Le concept de mythe familial est un élément central de la psychogénéalogie, une approche thérapeutique qui explore l’influence des héritages familiaux et des transmissions transgénérationnelles. En psychogénéalogie, ce terme fait référence aux histoires, croyances et narratives partagées au sein d’une famille, souvent de manière inconsciente, et qui influencent profondément les comportements, les valeurs et les choix des membres de la famille. Ces mythes jouent un rôle clé dans la manière dont les individus construisent leur identité, en lien avec des événements marquants, des secrets, des non-dits ou des traumatismes transmis à travers les générations.

Qu’est ce que le mythe familial?
Les origines du concept
Le concept de mythe familial a été élaboré par le thérapeute américain Antonio Ferreira dans le cadre de l’école de Palo Alto. En France, l’une des figures majeures de son développement est Robert Neuburger, psychiatre et thérapeute familial. Neuburger définit le mythe familial comme étant « une représentation partagée par les membres du groupe, du groupe lui-même comme ensemble et de ses relations au monde ». Il constitue une sorte de « lien » familial qui définit les comportements acceptables, les rôles attribués à chacun, ainsi que les croyances et valeurs fondatrices.
Contrairement à ce que l’on pourrait penser, le mythe familial ne se résume pas à un simple récit raconté lors des réunions familiales. Il s’agit plutôt d’un ensemble de croyances, de valeurs et de narrations tacites ou explicites, qui définissent la place de chaque membre dans la famille et dans la société, et qui influencent la façon dont la famille perçoit son rôle dans le monde extérieur.

**Exercice proposé**
Dans le texte sur le mythe familial, recopiez le passage qui s'ouvre sur les mots contenant « Les origines du » et se clôt sur « et valeurs fondatrices. », en rebaptisant partout « thérapeute » en « praticien ». Les enregistrements n'ont aucun lien avec le texte sur le mythe familial.

**Extraits d'enregistrements**
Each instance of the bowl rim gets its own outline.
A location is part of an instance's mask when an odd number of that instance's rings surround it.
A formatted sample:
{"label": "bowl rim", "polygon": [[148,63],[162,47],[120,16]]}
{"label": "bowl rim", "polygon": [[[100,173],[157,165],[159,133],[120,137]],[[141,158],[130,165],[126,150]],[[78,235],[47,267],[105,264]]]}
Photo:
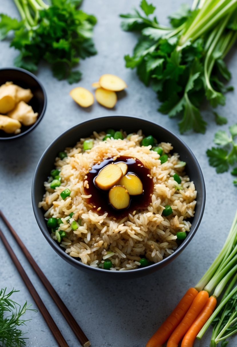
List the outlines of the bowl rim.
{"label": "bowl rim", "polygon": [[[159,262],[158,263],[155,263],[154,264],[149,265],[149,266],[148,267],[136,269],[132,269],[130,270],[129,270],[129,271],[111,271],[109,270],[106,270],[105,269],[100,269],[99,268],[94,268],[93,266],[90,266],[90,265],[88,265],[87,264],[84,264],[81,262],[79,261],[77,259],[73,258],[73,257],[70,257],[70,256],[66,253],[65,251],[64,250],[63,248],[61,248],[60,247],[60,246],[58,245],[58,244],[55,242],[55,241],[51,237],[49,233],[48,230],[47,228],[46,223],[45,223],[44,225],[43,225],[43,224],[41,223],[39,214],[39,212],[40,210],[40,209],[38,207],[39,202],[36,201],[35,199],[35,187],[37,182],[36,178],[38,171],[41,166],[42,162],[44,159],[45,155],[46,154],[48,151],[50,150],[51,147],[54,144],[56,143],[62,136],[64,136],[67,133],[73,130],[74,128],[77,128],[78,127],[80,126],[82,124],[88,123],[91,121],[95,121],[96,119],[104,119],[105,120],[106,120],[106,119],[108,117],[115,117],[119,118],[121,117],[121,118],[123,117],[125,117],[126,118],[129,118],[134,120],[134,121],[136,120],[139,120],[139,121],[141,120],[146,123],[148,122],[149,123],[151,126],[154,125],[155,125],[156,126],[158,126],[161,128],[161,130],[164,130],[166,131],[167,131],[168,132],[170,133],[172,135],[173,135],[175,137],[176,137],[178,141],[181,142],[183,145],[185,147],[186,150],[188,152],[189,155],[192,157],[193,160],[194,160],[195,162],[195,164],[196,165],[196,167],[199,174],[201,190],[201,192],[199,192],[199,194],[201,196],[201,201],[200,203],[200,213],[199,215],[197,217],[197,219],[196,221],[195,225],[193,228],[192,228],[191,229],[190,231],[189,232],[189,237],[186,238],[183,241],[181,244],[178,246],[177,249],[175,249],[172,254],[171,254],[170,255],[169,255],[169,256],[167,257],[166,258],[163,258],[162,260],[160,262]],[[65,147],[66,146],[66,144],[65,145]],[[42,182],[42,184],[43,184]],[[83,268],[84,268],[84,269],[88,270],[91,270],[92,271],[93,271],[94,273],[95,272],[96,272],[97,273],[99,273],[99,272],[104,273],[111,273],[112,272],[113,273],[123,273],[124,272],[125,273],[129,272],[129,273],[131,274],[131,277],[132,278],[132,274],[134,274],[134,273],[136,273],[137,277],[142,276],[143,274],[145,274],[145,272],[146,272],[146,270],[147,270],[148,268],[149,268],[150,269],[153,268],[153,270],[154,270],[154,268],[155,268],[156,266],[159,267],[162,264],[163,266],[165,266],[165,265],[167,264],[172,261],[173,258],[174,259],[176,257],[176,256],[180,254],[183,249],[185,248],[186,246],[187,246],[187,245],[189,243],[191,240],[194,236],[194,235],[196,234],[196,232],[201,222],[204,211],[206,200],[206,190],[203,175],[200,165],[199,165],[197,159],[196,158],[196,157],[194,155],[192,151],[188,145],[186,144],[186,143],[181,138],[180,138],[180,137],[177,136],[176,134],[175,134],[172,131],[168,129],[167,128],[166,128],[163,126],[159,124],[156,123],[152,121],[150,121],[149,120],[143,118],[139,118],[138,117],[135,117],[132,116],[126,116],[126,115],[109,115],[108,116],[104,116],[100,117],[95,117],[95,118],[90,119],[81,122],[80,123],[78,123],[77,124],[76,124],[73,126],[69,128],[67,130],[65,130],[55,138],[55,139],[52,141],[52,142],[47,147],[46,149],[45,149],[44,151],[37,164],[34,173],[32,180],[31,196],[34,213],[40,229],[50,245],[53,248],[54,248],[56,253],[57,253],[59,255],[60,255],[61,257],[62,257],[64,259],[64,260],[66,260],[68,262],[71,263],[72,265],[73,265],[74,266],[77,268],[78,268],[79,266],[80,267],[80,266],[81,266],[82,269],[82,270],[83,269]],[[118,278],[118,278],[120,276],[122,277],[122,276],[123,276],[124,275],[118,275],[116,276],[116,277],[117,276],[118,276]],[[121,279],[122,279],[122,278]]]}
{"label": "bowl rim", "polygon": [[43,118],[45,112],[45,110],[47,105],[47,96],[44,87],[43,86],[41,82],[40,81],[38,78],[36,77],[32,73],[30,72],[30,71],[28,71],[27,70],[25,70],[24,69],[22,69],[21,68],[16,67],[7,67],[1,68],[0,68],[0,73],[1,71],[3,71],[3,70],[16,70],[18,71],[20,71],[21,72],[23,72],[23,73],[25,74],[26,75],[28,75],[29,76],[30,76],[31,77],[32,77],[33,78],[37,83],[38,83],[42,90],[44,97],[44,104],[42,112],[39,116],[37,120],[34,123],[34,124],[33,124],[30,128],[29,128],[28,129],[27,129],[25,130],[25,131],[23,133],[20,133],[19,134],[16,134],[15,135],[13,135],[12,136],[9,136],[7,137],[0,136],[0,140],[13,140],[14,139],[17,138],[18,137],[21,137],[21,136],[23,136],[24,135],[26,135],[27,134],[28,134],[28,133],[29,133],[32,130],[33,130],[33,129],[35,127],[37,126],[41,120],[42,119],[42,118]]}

**Réponse attendue**
Les origines du concept
Le concept de mythe familial a été élaboré par le praticien américain Antonio Ferreira dans le cadre de l’école de Palo Alto. En France, l’une des figures majeures de son développement est Robert Neuburger, psychiatre et praticien familial. Neuburger définit le mythe familial comme étant « une représentation partagée par les membres du groupe, du groupe lui-même comme ensemble et de ses relations au monde ». Il constitue une sorte de « lien » familial qui définit les comportements acceptables, les rôles attribués à chacun, ainsi que les croyances et valeurs fondatrices.